■ Reading text

'''

Court: Court of Appeals for the First Circuit Number: 89-1139 Visitors: 25
Filed: Jul. 26, 1989
Latest Update: Feb. 22, 2020
Summary: , 11, Mr. Curtis retired, effective January 1, 1982, and the administrator of the Sentry Insurance Employee Retirement Plan, Mr. Al Noel, a defendant in this action, undertook to determine the retirement compensation to which Mr. Curtis was entitled., 13, Mr. Curtis requested the higher benefits;

877 F.2d 159

Robert E. CURTIS, Plaintiff, Appellee,
v.
Al NOEL, et al., Defendants, Appellants.

No. 89-1139.

United States Court of Appeals,
First Circuit.

Heard May 1, 1989.
Decided June 21, 1989.
Rehearing and Rehearing En Banc Denied July 26, 1989.

1

Richard W. Benka, with whom, Paul V. Lyons, Joseph Halpern and Foley, Hoag & Eliot were on brief, for defendants, appellants.

2

John N. Lewis, with whom Ravech, Aronson & Shuman, P.C., was on brief, for plaintiff, appellee.

3

Before BOWNES and BREYER, Circuit Judges, and GRAY,* Senior District Judge.

4

GRAY, Senior District Judge.

5

This is an appeal from a summary judgment granted by the district court to the plaintiff, which required the defendant administrator of a retirement plan to recalculate upward the retirement benefits to which the plaintiff was entitled. We reverse.

6

The plaintiff, Robert E. Curtis, was employed in Massachusetts by Patriot General Life Insurance Company from 1968 until his retirement in 1981, and he was its chief executive officer until 1976. In 1972, the board of directors of Patriot General, of which the plaintiff was a member, voted that the plaintiff would receive, in addition to his annual salary of $35,000, "incentive compensation" in the amount of two percent of the insurance premiums paid to the company. These additional compensation payments were to be made throughout the balance of the plaintiff's employment and for five years after his retirement.

'''

■ Materials provided
'''

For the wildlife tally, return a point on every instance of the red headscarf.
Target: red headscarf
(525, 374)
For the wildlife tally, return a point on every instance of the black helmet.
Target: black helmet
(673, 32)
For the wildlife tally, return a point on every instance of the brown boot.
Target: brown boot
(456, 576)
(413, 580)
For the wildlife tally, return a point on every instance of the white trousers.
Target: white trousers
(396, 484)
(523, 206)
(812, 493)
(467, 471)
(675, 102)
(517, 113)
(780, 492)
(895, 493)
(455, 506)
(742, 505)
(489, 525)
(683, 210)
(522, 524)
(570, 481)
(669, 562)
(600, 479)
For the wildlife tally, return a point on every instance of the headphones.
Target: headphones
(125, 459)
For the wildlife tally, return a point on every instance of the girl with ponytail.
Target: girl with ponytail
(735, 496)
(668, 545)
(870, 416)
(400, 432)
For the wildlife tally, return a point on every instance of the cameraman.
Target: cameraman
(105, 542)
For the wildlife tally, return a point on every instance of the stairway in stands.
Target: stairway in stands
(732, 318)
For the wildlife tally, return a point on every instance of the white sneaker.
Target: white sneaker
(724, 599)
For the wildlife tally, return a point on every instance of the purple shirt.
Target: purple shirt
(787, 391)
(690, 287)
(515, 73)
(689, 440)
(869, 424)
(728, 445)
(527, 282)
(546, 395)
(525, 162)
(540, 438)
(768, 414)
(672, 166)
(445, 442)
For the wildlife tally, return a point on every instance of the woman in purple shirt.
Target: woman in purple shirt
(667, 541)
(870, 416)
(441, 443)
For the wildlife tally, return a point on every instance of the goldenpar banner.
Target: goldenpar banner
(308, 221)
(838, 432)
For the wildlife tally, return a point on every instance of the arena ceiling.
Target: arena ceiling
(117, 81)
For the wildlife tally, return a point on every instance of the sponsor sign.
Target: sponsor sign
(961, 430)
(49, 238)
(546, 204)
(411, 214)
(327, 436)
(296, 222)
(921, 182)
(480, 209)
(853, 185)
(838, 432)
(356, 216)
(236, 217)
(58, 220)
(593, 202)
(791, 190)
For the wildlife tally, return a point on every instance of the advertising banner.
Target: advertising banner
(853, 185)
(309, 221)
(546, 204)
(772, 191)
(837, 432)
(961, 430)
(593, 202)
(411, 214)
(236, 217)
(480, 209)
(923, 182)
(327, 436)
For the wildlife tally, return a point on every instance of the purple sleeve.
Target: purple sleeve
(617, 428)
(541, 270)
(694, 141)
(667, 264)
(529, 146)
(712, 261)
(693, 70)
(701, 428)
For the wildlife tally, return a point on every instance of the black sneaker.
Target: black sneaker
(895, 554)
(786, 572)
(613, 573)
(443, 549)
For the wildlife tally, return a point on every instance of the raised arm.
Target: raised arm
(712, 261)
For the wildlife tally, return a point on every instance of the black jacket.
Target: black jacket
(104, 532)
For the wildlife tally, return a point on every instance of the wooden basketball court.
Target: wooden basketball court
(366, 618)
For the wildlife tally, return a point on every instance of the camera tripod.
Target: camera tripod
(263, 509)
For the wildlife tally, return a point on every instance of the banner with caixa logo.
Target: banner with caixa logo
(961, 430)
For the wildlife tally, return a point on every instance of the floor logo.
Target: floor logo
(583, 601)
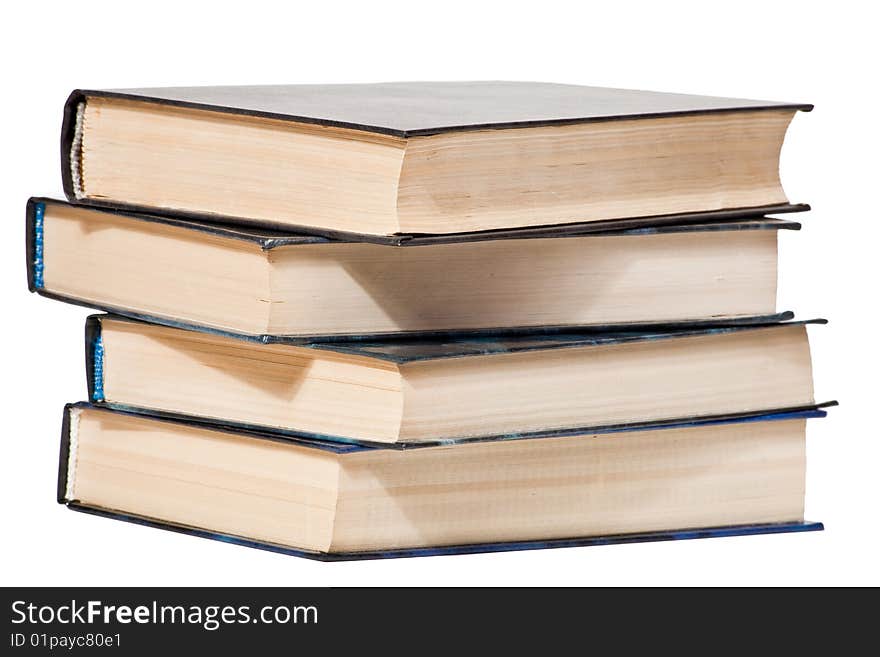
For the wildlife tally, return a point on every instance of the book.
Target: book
(422, 157)
(332, 501)
(439, 390)
(267, 284)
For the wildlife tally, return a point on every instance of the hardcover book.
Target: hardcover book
(423, 157)
(442, 390)
(713, 477)
(272, 285)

'''

■ Requirements
1/ Return the passage of the court opinion from "Richard W. Benka, with" up to and including "GRAY,* Senior District Judge.", word for word.
2/ Update the listing from the line with "the hardcover book." up to and including its last line, replacing "hardcover book" with "paperback book" and leaving everything else the same; give only those lines.
The listing has no connection to the court opinion, and each can be read without the other.

■ Exercise solutions
1/
Richard W. Benka, with whom, Paul V. Lyons, Joseph Halpern and Foley, Hoag & Eliot were on brief, for defendants, appellants.

2

John N. Lewis, with whom Ravech, Aronson & Shuman, P.C., was on brief, for plaintiff, appellee.

3

Before BOWNES and BREYER, Circuit Judges, and GRAY,* Senior District Judge.

2/
For the wildlife tally, return a point on every instance of the paperback book.
Target: paperback book
(423, 157)
(442, 390)
(713, 477)
(272, 285)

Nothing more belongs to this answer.